L 13 VE 29/11

Land
Berlin-Brandenburg
Sozialgericht
LSG Berlin-Brandenburg
Sachgebiet
Entschädigungs-/Schwerbehindertenrecht
Abteilung
13
1. Instanz
SG Berlin (BRB)
Aktenzeichen
S 161 V 322/08
Datum
2. Instanz
LSG Berlin-Brandenburg
Aktenzeichen
L 13 VE 29/11
Datum
3. Instanz
Bundessozialgericht
Aktenzeichen
-
Datum
-
Kategorie
Urteil
Die Berufung des Klägers gegen das Urteil des Sozialgerichts Berlin vom 24. August 2011 wird zurückgewiesen. Außergerichtliche Kosten des Berufungsverfahrens sind nicht zu erstatten. Die Revision wird nicht zugelassen.

Tatbestand:

Die Beteiligten streiten über die Gewährung einer Grundrente, der Feststellung weiterer Schädigungsfolgen und die Höhe der Minderung des Grades der Schädigungsfolgen (GdS) nach dem Strafrechtlichen Rehabilitierungsgesetz (StrRehaG) in Verbindung mit dem Bundesversorgungsgesetz (BVG).

Der 1951 in der DDR geborene Kläger hatte ausweislich der Beschlüsse des Landgerichts Berlin vom 12. Juli 1995 und vom 21. Oktober 2004 in den Zeiträumen vom 31. März 1967 bis zum 30. Januar 1968 sowie vom 4. April 1973 bis zum 7. August 1974 zu Unrecht Freiheitsentziehungen erlitten. Im August 1974 reiste er in die Bundesrepublik Deutschland ein.

☆ ☆ ☆ ☆

_Anhand des Textes:_
A. Entscheiden Sie, ob die folgenden Aussagen mit dem Urteilsauszug übereinstimmen: (i) Der Kläger wurde 1951 in der DDR geboren. (ii) Die Revision wurde zugelassen. (iii) Der Kläger reiste im August 1974 in die Bundesrepublik Deutschland ein. Antworten Sie jeweils mit Ja oder Nein und zitieren Sie die entscheidende Textstelle wörtlich.
B. Nennen Sie alle vollständigen Datumsangaben mit Tag, Monat und Jahr, die im Urteilsauszug vorkommen.
C. Setzen Sie den Urteilsauszug im Anschluss an den Satz „Im August 1974 reiste er in die Bundesrepublik Deutschland ein“ fort.

_Zu prüfendes Material:_
☆ ☆ ☆ ☆

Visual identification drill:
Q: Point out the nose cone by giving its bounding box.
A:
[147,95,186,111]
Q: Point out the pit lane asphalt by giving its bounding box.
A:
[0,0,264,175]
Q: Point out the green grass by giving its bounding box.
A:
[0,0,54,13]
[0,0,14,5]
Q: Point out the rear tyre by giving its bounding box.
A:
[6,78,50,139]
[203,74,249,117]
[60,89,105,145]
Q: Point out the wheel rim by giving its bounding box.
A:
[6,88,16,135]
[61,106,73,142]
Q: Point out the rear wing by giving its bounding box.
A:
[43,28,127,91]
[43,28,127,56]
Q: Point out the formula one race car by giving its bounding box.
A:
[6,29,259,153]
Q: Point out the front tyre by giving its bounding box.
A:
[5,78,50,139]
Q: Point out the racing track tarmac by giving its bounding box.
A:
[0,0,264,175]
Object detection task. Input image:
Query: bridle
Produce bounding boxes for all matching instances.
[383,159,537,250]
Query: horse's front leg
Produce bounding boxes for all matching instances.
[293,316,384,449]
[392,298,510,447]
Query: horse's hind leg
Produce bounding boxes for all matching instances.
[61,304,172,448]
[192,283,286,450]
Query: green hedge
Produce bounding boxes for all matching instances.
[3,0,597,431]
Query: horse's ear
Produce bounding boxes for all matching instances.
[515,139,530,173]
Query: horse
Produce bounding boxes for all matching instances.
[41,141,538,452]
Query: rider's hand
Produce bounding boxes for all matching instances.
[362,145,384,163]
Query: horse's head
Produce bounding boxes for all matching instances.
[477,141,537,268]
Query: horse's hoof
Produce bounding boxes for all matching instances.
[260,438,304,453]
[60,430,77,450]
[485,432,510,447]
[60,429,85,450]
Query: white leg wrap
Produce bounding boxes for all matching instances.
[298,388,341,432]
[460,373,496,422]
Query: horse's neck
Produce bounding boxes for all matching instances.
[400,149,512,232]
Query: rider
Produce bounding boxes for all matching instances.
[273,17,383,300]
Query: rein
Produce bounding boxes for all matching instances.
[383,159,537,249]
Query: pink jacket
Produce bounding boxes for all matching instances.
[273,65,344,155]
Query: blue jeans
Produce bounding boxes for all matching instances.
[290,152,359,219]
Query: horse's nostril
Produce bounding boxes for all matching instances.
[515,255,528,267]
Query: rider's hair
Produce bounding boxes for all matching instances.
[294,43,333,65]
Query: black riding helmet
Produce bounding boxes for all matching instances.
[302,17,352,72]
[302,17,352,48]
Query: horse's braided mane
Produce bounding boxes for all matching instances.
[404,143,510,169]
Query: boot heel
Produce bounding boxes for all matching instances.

☆ ☆ ☆ ☆

_Lösungen der Aufgaben:_
A.
(i) Ja: „Der 1951 in der DDR geborene Kläger“
(ii) Nein: „Die Revision wird nicht zugelassen.“
(iii) Ja: „Im August 1974 reiste er in die Bundesrepublik Deutschland ein.“

B. 24. August 2011; 12. Juli 1995; 21. Oktober 2004; 31. März 1967; 30. Januar 1968; 4. April 1973; 7. August 1974

C.
Nachdem der Kläger im Oktober 1974 ohne Erfolg Versorgungsleistungen nach dem Häftlingshilfegesetz (HHG) beantragt hatte, stellte er am 27. März 2003 erneut einen Antrag auf Beschädigtenversorgung nach dem HHG und dem StrRehaG. Auf der Grundlage der Gutachten des Internisten Dr. D vom 13. September 2006 und der Nervenärztin Dr. Hu vom 16. Februar 2008 erkannte der Beklagte mit Bescheid vom 10. März 2008 in der Gestalt des Widerspruchsbescheides vom 7. Juli 2008 "Angst vor sozialen Situationen" als Schädigungsfolge – und zwar hervorgerufen durch schädigende Einwirkungen im Sinne des § 21 StrRehaG – an, lehnte aber die Gewährung einer laufenden Rente mit der Begründung ab, dass der GdS weniger als 25 betrage.

Mit der Klage bei dem Sozialgericht Berlin hat der Kläger zuletzt die Feststellung eines GdS von mindestens 30 unter weiterer Anerkennung einer Herz- und Bauchspeicheldrüsenerkrankung begehrt.

Das Sozialgericht hat das Gutachten des Nervenarztes Dr. Ha vom 18. Februar 2011 mit ergänzender Stellungnahme vom 20. Mai 2011 eingeholt.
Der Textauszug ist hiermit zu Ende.